### Supplied passage
** start **

With better error checking. Also I am incrementalism the device pointer only once. This time I get following output:

Calling foo for the first time
Allocation of matrixd passed:
Increamented the pointer and going to free cuda memory:
GPUassert: invalid device pointer C:/Users/user/Desktop/Gauss/Gauss/GaussianElem
inationGPU.cu 44

Line number 44 is cudaFree(). Why it still failing?

#define gpuErrchk(ans) { gpuAssert((ans), __FILE__, __LINE__); }
inline void gpuAssert(cudaError_t code, const char *file, int line, bool abort=true)
{
   if (code != cudaSuccess) 
   {
      fprintf(stderr,"GPUassert: %s %s %d\n", cudaGetErrorString(code), file, line);
      if (abort) exit(code);
   }
}

// GPU function for direct method Gross Jorden method.

bool foo( )

** end **

### Information provided
** start **

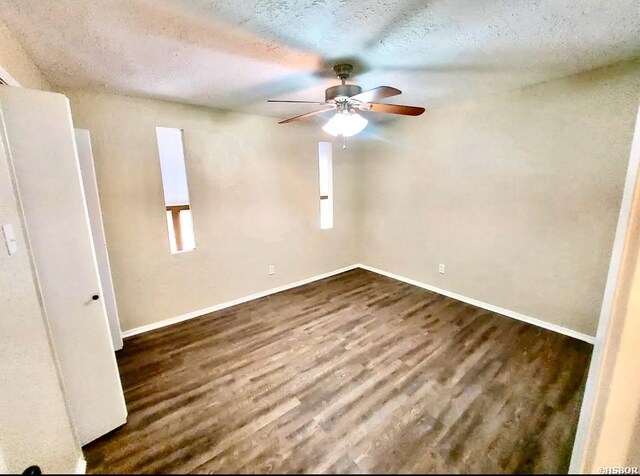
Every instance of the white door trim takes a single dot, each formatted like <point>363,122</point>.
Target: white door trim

** end **

### Task objective
Render the sentence "Line number 44 is cudaFree()." from the post about the failing CUDA memory release into Spanish.

### Result of this task
La línea número 44 es cudaFree().